Teaching Language that Sticks

Educational and Natural Tacts: What’s the Difference?

Guest Blog by: Judah Axe, Ph.D., BCBA-D, LABA

Simmons College

Applied behavior analysis (ABA) is widely recognized for its documented empirical evidence in teaching functional skills to children with autism. One of the most important skills we can teach is the development of language. In this regard, the influence of Skinner’s (1957) analysis of verbal behavior for teaching language to young learners with autism has been most evident in recent years. Skinner defined many verbal operants in this seminal book, but he referred to the tact as “the most important of verbal operants” (p. 83). He defined the tact as: “a verbal operant in which a response of given form is evoked (or at least strengthened) by a particular object or event …We account for the strength by showing that in the presence of the object or event, a response of that form is characteristically reinforced in a given verbal community” (pp. 81-82). In less technical terms we can refer to the tact as a label of a nonverbal stimulus.

Different Types of Tacts?

Although the function of the tact is clear, are there different types of tacts? It appears that Skinner distinguished between “educational tacts” and “natural tacts.” Skinner wrote about “educational tacts:” “A child is taught the names of objects, colors, and so on when some generalized reinforcement (for example, Right!) is made contingent upon a response which bears an appropriate relation to the current stimulus” (p. 84). He suggested educational tacts may be augmented by the listener’s mand, “What is it?” Further, he wrote that the generalized reinforcement is “‘educational’ reinforcement…supplied primarily because it establishes and maintains a form of behavior in the speaker” (p. 84).

Photo Credit: Photo by Airman st Class Dennis Sloan 

Educational tacts are often targeted in “tact training” in ABA-based programs with children with autism and other language delays. During the training the therapist will present objects or pictures one at a time and use prompts, fading, and reinforcement to establish tacts. Once a child can tact many objects and pictures, we say the child has a strong tact repertoire. But, an important question is: Does the child tact objects and pictures when he is away from the intensive teaching table and therapist? The answer is often “no.” To analyze why, we examine antecedents and consequences for tacting in light of Skinner’s definition.

In terms of consequences, the reinforcers for educational tacts in ABA-based programs are often not social generalized conditioned reinforcers, such as praise and attention; rather, they are often food and tokens. If praise and attention do not function as reinforcers at the table, they will likely not function as reinforcers away from the table. In terms of antecedents, Skinner (1957) wrote: “Another property may be the novelty of the occasion. Familiar objects lose their control because the community eventually withholds reinforcement except under special conditions. Only objects which are unusual in some respect, or which occur in unusual surroundings, are important to the listener and hence provide the occasion for reinforcing the speaker. A pool table at the bottom of a swimming pool, a fire hydrant in the parlor, or a seal in the bedroom are more likely to evoke tacts than the same objects under commonplace conditions” (pp. 89-90).

How to Teach ‘Natural’ Tacts?

Data drawn from a collection:

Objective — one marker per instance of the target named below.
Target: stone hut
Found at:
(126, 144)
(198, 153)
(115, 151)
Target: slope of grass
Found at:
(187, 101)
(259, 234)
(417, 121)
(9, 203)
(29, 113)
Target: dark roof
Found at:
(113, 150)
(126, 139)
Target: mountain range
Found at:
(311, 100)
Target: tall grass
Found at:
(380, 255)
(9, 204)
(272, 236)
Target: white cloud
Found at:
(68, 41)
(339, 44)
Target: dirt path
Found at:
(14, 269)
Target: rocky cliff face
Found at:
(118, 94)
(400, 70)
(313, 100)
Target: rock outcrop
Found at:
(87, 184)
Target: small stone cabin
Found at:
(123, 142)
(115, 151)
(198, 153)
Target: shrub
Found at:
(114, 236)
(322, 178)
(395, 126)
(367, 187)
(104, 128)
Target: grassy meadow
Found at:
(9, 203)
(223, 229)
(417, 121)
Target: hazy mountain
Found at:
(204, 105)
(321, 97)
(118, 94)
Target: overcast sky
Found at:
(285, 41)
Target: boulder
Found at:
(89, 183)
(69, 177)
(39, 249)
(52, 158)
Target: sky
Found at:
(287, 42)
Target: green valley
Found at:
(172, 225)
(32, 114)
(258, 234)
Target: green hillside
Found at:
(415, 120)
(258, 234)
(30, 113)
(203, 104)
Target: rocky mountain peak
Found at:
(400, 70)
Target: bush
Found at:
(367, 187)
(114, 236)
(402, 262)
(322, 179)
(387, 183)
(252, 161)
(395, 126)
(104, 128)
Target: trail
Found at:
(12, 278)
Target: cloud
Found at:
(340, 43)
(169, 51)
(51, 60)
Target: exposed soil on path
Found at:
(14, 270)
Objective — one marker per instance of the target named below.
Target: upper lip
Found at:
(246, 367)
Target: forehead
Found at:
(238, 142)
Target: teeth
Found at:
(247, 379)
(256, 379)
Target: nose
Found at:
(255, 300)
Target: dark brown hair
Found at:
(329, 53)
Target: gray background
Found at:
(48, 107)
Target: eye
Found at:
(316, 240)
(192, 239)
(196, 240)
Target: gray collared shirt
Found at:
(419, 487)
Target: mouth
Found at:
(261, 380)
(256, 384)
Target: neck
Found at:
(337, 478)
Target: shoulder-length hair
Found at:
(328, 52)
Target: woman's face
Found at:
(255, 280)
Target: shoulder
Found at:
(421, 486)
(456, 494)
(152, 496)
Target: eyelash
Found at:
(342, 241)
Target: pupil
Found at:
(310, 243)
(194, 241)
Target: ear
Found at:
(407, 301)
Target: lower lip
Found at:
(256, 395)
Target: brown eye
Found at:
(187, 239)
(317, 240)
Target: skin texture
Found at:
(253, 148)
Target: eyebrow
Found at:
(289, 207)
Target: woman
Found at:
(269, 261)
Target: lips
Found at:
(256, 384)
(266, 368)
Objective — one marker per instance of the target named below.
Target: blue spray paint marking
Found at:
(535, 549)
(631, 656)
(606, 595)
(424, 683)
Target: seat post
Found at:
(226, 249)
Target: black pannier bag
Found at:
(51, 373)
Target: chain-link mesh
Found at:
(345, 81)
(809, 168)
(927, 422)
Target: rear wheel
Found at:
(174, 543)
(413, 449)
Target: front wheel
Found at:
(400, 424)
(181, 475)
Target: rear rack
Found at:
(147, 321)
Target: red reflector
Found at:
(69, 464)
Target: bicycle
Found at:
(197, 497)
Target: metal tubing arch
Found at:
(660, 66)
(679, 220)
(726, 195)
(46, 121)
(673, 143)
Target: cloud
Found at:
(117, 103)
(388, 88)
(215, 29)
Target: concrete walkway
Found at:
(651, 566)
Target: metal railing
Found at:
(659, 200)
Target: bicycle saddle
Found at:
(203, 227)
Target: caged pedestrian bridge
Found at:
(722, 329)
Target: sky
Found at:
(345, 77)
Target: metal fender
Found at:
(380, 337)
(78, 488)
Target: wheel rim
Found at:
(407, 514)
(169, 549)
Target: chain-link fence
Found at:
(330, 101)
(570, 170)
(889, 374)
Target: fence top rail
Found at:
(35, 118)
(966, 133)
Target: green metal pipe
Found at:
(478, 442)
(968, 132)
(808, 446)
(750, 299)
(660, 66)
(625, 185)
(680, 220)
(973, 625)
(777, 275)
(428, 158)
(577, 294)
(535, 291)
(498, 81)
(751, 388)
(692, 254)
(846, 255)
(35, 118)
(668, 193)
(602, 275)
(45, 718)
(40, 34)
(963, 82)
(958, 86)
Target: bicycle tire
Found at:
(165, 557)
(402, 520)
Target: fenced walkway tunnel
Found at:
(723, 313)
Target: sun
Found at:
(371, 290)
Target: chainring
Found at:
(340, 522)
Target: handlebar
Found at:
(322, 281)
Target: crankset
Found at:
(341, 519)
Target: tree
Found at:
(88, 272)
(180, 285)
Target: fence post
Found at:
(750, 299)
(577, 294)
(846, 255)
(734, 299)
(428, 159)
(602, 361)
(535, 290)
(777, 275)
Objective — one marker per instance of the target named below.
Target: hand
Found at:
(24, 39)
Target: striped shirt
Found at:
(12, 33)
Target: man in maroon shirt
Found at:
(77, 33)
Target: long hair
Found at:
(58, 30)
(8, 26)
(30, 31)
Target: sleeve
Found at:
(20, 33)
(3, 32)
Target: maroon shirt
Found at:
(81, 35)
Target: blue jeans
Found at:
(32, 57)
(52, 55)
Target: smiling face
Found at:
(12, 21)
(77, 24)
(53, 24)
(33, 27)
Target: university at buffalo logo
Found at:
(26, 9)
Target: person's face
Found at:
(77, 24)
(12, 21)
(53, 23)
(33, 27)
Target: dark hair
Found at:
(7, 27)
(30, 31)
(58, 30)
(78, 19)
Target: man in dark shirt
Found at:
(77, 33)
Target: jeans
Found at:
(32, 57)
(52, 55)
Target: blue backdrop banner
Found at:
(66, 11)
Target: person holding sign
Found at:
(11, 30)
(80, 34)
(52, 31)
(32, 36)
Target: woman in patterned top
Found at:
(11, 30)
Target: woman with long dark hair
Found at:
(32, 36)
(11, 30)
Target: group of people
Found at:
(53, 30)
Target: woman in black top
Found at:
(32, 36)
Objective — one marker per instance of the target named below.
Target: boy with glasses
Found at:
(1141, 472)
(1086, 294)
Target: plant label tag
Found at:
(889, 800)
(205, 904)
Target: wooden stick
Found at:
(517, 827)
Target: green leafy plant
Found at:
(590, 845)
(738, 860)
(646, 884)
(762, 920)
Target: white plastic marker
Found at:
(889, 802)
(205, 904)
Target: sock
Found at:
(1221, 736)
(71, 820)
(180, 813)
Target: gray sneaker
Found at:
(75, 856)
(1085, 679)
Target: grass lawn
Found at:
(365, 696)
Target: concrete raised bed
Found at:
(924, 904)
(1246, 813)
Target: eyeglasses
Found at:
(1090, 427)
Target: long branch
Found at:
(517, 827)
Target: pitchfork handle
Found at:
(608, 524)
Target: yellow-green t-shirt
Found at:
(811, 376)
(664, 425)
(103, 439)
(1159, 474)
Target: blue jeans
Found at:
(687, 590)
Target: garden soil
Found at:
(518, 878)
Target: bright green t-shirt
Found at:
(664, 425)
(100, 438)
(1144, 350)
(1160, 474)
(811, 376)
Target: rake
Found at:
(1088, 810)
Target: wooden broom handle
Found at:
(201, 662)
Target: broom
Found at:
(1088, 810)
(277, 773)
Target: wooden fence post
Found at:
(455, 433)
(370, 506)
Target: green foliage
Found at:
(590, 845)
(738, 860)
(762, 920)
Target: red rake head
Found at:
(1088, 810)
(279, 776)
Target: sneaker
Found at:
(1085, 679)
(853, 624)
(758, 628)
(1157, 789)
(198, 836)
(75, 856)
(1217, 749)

**THINGS TO DO**
1. In the blog post on tacts, switch "therapist" to "instructor" and give the part starting with "Photo Credit: Photo" and going on through "of Skinner’s definition.".
2. List the examples of objects in unusual surroundings that the Skinner quotation in the blog post on tacts gives as more likely to evoke tacts.
3. According to the blog post on tacts, what did Skinner call the tact?

**PROBLEM SOLUTIONS**
1.
Photo Credit: Photo by Airman st Class Dennis Sloan 

Educational tacts are often targeted in “tact training” in ABA-based programs with children with autism and other language delays. During the training the instructor will present objects or pictures one at a time and use prompts, fading, and reinforcement to establish tacts. Once a child can tact many objects and pictures, we say the child has a strong tact repertoire. But, an important question is: Does the child tact objects and pictures when he is away from the intensive teaching table and instructor? The answer is often “no.” To analyze why, we examine antecedents and consequences for tacting in light of Skinner’s definition.

2. A pool table at the bottom of a swimming pool, a fire hydrant in the parlor, and a seal in the bedroom.

3. He called it "the most important of verbal operants."